- [AUFGABE A]: Nennen Sie bitte alle Belastungen, die im Textabschnitt vor den Worten „so reagieren Mülheimer Unternehmen“ aufgezählt werden.

Mülheim. Weniger Aufträge, dadurch Preisverfall, dazu Fachkräftemangel und viel Bürokratie - so reagieren Mülheimer Unternehmen auf die angespannte Lage.
Um den Wirtschaftsstandort Mülheim ist es aktuell nicht sonderlich gut bestellt, die Konjunktur ist im Keller. IHK und Unternehmerverband bescheinigen der Region nach Umfragen unter ihren Mitgliedern eine pessimistische Stimmung mit brachliegenden Investitionen und unsicherer Zukunft. Zwei Mülheimer Unternehmen beschreiben, was das für ihre Betriebe bedeutet.
Eine Durststrecke hat die Georg Beyer GmbH in Styrum bereits hinter sich. „November und Dezember sowie die erste Hälfte des Januars waren mehr als verhalten, was die Aufträge anbelangte“, blickt Geschäftsführer Thomas Kretschmer zurück. Erst seit wenigen Wochen ziehe die Nachfrage nach den Produkten, die sein mittelständischer Maschinenbaubetrieb als Zulieferer herstellt, wieder leicht an.

- [AUFGABE B]: Stellen Sie die gesamte Auflistung unten als JSON-Liste von Zeichenketten dar, mit einer Zeichenkette je Zeile und ohne Leerzeilen.

- [Einträge mit beschrifteten Boxen]:
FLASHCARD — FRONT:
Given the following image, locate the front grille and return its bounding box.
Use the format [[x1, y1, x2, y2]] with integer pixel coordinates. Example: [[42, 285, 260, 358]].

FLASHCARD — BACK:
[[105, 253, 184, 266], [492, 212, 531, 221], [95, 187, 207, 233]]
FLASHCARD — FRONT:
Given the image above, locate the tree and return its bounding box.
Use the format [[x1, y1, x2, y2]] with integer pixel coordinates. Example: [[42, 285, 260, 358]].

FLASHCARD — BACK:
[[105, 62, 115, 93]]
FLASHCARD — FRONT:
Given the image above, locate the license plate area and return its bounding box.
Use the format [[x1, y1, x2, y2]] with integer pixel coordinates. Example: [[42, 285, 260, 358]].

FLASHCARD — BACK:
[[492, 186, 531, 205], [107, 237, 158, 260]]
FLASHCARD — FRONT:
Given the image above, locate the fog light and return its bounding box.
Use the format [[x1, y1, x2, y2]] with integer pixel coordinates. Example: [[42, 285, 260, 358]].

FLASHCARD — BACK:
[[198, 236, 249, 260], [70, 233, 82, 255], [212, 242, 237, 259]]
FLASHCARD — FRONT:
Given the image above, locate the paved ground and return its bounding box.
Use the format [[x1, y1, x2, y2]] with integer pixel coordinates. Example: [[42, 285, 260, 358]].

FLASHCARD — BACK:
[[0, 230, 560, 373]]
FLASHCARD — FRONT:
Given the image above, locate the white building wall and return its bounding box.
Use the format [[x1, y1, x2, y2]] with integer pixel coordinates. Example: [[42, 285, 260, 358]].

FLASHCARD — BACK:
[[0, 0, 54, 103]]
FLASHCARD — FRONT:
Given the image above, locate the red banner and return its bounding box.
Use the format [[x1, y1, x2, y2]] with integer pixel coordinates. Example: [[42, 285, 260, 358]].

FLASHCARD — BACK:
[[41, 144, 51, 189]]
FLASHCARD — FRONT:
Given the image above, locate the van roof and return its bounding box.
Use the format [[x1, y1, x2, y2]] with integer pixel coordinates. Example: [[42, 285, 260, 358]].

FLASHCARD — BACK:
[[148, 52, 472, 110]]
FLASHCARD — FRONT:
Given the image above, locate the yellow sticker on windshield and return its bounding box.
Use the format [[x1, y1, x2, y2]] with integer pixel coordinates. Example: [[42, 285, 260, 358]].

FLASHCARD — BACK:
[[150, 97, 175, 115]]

- [LÖSUNG A]: Weniger Aufträge, Preisverfall, Fachkräftemangel, viel Bürokratie

- [LÖSUNG B]:
[
  "FLASHCARD — FRONT:",
  "Given the following image, locate the front grille and return its bounding box.",
  "Use the format [[x1, y1, x2, y2]] with integer pixel coordinates. Example: [[42, 285, 260, 358]].",
  "FLASHCARD — BACK:",
  "[[105, 253, 184, 266], [492, 212, 531, 221], [95, 187, 207, 233]]",
  "FLASHCARD — FRONT:",
  "Given the image above, locate the tree and return its bounding box.",
  "Use the format [[x1, y1, x2, y2]] with integer pixel coordinates. Example: [[42, 285, 260, 358]].",
  "FLASHCARD — BACK:",
  "[[105, 62, 115, 93]]",
  "FLASHCARD — FRONT:",
  "Given the image above, locate the license plate area and return its bounding box.",
  "Use the format [[x1, y1, x2, y2]] with integer pixel coordinates. Example: [[42, 285, 260, 358]].",
  "FLASHCARD — BACK:",
  "[[492, 186, 531, 205], [107, 237, 158, 260]]",
  "FLASHCARD — FRONT:",
  "Given the image above, locate the fog light and return its bounding box.",
  "Use the format [[x1, y1, x2, y2]] with integer pixel coordinates. Example: [[42, 285, 260, 358]].",
  "FLASHCARD — BACK:",
  "[[198, 236, 249, 260], [70, 233, 82, 255], [212, 242, 237, 259]]",
  "FLASHCARD — FRONT:",
  "Given the image above, locate the paved ground and return its bounding box.",
  "Use the format [[x1, y1, x2, y2]] with integer pixel coordinates. Example: [[42, 285, 260, 358]].",
  "FLASHCARD — BACK:",
  "[[0, 230, 560, 373]]",
  "FLASHCARD — FRONT:",
  "Given the image above, locate the white building wall and return its bounding box.",
  "Use the format [[x1, y1, x2, y2]] with integer pixel coordinates. Example: [[42, 285, 260, 358]].",
  "FLASHCARD — BACK:",
  "[[0, 0, 54, 103]]",
  "FLASHCARD — FRONT:",
  "Given the image above, locate the red banner and return its bounding box.",
  "Use the format [[x1, y1, x2, y2]] with integer pixel coordinates. Example: [[42, 285, 260, 358]].",
  "FLASHCARD — BACK:",
  "[[41, 144, 51, 189]]",
  "FLASHCARD — FRONT:",
  "Given the image above, locate the van roof and return its bounding box.",
  "Use the format [[x1, y1, x2, y2]] with integer pixel coordinates. Example: [[42, 285, 260, 358]].",
  "FLASHCARD — BACK:",
  "[[148, 52, 472, 110]]",
  "FLASHCARD — FRONT:",
  "Given the image above, locate the yellow sticker on windshield and return its bounding box.",
  "Use the format [[x1, y1, x2, y2]] with integer pixel coordinates. Example: [[42, 285, 260, 358]].",
  "FLASHCARD — BACK:",
  "[[150, 97, 175, 115]]"
]